* Records to process:
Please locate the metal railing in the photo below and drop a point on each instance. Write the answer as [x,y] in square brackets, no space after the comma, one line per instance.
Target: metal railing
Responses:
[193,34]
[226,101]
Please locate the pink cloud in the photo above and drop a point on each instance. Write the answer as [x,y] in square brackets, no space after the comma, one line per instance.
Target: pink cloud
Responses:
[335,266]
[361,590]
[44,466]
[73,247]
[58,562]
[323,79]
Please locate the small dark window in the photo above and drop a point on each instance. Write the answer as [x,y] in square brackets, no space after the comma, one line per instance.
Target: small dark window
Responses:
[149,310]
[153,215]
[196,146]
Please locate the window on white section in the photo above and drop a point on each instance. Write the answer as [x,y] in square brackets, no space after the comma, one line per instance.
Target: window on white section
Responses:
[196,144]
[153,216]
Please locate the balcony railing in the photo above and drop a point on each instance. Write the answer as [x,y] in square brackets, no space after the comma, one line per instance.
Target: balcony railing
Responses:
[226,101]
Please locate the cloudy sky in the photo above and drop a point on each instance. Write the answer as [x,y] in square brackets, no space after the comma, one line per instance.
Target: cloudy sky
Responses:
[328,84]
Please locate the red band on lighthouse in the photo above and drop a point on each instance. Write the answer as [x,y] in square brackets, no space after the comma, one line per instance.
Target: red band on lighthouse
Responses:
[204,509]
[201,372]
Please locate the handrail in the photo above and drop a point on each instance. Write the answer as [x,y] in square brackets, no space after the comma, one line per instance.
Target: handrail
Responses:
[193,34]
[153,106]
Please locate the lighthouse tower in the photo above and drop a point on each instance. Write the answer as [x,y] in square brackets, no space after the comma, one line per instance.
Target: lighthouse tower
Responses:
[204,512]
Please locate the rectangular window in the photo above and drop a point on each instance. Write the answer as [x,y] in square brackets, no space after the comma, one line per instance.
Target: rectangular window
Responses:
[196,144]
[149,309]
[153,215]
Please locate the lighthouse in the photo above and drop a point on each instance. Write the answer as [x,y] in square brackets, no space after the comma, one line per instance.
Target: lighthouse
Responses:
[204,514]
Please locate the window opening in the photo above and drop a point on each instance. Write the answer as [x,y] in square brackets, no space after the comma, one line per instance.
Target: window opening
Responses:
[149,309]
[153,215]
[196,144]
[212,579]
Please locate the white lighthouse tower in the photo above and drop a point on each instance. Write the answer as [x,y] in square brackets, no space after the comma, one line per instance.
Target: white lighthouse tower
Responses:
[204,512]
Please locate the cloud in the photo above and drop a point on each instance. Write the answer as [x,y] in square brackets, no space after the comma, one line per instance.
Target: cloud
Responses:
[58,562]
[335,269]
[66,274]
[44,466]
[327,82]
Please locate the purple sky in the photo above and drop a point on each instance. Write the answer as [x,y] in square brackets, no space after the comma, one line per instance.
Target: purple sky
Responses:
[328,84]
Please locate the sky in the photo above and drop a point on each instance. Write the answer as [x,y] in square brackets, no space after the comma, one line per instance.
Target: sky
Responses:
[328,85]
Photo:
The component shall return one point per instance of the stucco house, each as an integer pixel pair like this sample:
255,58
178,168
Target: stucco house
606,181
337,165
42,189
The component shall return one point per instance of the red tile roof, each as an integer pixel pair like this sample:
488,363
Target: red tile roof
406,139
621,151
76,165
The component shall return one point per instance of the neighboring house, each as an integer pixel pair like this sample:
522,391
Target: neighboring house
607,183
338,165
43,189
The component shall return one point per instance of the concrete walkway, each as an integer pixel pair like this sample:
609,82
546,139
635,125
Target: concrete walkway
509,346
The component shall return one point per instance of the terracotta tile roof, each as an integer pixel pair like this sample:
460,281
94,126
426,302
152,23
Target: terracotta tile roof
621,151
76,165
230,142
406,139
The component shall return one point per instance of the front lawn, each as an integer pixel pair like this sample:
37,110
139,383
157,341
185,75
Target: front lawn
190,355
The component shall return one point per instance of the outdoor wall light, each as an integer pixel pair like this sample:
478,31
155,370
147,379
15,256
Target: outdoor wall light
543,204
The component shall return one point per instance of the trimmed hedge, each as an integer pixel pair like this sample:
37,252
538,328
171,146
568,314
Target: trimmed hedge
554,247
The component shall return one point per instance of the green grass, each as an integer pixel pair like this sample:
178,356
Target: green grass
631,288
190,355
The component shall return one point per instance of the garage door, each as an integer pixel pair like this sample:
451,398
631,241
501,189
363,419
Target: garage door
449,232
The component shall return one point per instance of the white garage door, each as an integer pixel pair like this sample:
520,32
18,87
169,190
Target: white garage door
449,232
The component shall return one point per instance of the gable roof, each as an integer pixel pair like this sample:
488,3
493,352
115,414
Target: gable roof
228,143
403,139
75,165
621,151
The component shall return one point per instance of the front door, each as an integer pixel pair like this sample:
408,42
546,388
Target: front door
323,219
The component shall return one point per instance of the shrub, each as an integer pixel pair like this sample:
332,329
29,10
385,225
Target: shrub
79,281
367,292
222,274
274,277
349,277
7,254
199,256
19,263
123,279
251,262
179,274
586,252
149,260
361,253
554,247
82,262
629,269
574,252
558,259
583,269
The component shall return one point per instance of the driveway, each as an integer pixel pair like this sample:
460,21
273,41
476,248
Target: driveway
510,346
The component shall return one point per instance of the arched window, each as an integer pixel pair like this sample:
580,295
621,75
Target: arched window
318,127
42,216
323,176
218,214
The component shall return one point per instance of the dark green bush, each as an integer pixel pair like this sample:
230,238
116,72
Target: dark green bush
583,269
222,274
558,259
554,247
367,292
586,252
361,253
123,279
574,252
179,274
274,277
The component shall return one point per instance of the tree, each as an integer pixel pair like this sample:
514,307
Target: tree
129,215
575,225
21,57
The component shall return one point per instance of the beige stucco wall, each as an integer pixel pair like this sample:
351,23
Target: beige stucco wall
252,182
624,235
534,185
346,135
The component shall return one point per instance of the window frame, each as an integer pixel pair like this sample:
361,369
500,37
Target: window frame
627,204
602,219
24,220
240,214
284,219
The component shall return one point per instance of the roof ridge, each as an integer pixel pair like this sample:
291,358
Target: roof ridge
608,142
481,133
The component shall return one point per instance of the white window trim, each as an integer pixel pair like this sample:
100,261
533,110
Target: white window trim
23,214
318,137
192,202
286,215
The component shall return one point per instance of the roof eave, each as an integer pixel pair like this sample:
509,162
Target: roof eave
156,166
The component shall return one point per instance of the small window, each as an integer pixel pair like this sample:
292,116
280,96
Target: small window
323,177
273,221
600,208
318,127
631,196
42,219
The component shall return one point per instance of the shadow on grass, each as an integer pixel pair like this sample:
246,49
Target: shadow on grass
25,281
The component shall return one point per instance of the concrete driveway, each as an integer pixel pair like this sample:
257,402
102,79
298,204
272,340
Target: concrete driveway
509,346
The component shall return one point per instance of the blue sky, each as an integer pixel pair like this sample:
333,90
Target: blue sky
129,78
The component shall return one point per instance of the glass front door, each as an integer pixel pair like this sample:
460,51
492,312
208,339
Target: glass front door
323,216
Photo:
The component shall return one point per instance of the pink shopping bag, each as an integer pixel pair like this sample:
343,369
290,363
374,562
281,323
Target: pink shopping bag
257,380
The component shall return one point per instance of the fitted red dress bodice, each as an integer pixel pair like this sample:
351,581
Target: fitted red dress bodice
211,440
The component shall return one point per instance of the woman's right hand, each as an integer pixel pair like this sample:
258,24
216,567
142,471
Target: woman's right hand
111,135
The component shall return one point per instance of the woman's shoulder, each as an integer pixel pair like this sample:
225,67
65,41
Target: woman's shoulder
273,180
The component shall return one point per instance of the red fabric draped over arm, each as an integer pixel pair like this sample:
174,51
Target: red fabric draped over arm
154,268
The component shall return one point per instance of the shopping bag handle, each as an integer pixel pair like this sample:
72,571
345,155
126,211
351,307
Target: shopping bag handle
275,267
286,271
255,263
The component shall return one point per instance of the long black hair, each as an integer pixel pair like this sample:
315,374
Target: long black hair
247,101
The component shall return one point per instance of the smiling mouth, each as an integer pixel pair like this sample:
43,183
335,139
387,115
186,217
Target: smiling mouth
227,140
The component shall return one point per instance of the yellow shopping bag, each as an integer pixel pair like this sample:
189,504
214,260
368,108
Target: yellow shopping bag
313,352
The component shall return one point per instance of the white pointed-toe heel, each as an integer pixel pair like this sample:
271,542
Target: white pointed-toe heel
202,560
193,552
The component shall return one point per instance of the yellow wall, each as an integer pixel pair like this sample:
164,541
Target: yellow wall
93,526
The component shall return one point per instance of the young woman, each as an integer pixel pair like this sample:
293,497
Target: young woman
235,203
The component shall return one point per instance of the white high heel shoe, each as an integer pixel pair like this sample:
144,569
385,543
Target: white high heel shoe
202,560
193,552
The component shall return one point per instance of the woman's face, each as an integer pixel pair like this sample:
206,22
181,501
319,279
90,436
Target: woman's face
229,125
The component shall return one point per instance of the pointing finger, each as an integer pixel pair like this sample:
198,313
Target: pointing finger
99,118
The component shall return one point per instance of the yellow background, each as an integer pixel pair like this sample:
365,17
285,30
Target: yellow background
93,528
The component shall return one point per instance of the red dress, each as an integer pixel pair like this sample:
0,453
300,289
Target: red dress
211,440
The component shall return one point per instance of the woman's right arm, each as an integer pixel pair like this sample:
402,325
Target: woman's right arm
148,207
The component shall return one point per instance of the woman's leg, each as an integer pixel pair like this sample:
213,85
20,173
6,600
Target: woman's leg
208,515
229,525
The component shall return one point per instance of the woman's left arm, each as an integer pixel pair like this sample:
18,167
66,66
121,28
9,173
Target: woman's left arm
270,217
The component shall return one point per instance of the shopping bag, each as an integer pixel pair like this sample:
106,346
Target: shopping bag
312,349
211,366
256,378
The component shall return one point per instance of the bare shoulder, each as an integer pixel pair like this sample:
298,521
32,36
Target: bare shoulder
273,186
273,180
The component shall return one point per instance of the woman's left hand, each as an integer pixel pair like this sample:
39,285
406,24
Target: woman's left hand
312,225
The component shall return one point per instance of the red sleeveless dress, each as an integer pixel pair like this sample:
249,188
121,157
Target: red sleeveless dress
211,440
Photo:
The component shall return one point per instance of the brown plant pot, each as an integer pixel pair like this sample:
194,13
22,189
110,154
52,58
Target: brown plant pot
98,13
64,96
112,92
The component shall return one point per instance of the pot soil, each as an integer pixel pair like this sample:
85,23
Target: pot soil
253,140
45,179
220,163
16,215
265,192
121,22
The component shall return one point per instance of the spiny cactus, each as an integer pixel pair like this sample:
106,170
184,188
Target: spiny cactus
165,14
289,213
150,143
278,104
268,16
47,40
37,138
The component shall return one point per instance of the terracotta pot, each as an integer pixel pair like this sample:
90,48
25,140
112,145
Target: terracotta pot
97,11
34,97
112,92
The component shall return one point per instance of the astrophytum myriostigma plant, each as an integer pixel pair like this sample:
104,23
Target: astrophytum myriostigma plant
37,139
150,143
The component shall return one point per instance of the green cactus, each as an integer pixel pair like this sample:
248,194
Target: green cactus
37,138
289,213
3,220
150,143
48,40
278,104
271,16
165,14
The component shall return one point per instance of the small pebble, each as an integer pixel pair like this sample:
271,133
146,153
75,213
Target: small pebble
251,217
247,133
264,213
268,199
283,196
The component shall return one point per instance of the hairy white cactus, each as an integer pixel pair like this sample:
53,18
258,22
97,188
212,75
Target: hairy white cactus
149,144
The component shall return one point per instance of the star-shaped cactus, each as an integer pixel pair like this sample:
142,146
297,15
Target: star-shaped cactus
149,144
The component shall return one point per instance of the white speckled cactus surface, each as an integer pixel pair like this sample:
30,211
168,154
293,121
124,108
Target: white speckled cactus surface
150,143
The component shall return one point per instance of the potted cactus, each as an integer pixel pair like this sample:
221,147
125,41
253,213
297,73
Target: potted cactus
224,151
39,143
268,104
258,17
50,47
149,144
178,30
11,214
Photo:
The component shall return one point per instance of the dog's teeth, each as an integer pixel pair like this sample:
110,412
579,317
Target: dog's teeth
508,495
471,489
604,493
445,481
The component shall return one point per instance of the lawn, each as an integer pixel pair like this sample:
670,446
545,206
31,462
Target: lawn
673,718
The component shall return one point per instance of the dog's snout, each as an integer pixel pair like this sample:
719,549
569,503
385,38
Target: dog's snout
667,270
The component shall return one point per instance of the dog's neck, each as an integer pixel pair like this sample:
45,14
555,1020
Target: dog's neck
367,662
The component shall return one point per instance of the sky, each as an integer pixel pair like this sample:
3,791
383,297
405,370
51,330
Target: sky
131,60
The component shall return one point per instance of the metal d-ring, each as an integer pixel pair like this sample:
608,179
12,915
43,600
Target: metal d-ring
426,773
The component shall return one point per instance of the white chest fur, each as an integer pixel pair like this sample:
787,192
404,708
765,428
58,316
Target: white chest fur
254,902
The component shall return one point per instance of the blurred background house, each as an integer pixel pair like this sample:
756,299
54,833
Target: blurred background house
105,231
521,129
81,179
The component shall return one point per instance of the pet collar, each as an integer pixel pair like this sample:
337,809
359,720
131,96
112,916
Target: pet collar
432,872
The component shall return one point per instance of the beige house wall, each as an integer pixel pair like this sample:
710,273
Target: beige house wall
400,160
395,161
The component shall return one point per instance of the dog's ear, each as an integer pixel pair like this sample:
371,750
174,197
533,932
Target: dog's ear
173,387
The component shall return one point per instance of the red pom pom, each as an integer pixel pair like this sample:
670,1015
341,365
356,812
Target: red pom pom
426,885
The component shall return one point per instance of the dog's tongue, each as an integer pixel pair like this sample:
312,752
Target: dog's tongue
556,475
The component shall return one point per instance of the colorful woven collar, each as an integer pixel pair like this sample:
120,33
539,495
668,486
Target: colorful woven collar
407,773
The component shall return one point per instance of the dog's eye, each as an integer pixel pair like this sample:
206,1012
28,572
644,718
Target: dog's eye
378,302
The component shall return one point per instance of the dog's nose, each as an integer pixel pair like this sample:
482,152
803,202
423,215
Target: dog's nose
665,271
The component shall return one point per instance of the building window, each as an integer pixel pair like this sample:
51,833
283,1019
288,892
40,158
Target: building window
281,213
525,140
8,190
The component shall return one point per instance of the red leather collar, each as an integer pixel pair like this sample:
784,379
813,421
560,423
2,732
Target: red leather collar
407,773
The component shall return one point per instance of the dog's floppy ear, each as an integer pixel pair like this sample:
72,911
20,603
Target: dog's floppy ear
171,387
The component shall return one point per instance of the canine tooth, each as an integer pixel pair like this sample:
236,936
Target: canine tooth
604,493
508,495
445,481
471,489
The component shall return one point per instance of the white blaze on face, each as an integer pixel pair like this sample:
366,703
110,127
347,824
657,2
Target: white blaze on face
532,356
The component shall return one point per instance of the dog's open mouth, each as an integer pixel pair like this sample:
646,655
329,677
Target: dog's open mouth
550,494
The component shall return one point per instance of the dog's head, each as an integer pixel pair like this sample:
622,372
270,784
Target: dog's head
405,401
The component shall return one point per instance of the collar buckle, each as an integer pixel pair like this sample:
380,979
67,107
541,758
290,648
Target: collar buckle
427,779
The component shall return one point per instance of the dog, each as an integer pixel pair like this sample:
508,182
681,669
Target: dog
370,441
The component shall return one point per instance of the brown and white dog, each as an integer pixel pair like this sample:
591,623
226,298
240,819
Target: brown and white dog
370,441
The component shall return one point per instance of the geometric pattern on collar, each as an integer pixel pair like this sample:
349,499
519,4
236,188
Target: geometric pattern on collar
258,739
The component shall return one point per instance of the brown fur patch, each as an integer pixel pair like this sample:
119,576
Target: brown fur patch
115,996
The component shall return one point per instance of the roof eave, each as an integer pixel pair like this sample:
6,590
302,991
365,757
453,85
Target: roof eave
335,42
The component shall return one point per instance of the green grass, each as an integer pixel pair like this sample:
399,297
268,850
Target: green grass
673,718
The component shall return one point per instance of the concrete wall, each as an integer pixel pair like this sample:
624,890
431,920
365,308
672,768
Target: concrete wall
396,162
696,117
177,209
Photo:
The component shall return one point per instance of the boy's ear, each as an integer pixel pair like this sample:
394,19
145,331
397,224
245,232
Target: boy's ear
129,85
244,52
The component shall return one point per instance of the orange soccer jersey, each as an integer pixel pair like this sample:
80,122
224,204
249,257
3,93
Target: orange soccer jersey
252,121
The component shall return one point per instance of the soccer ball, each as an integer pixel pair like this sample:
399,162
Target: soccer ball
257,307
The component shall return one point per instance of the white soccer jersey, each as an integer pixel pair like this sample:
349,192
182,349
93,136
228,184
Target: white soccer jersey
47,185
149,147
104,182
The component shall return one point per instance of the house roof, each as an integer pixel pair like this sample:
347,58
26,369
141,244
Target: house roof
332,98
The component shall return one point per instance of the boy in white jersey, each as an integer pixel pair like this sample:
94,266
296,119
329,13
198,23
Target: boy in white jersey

* The request: Each line from the one containing "of the geometric" to the end of the listing above should be copied exactly, and nothing else.

* Output below:
The component shall return one point per instance of the geometric pattern on collar, each as an integer pixel pair like this sample:
349,499
519,4
236,188
Target: geometric pattern on collar
258,739
The component shall return one point per instance of the brown fur patch, each as an integer pixel pair like this sample:
119,576
Target: brown fur patch
115,996
The component shall return one point per instance of the roof eave, each as an integer pixel pair like this sample:
6,590
302,991
365,757
453,85
Target: roof eave
335,42
The component shall return one point per instance of the green grass, each as an integer pixel pair like this sample:
399,297
268,850
Target: green grass
673,718
The component shall return one point per instance of the concrete wall, each as an integer pixel pair like this sample:
624,890
431,920
365,308
672,768
Target: concrete wall
396,162
696,117
177,209
Photo:
The component shall return one point per instance of the boy's ear, each as an integer pixel pair like this sample:
394,19
145,331
397,224
245,232
Target: boy's ear
129,85
244,52
The component shall return one point per instance of the orange soccer jersey, each as an integer pixel pair like this sample:
80,122
224,204
249,257
3,93
Target: orange soccer jersey
252,121
The component shall return one point per instance of the soccer ball, each as an integer pixel pair like this sample:
399,162
Target: soccer ball
257,307
The component shall return one point per instance of the white soccer jersey, each as an integer pixel pair like this sample:
349,192
182,349
93,136
228,184
Target: white soccer jersey
47,185
149,147
104,182
The component shall return one point per instance of the house roof, each as an integer pixel pair like this sample:
347,58
26,369
141,244
Target: house roof
332,98
The component shall return one point per instance of the boy in white jersey, each as an integer pixel pair like this sample:
94,266
296,119
329,13
198,23
Target: boy in white jersey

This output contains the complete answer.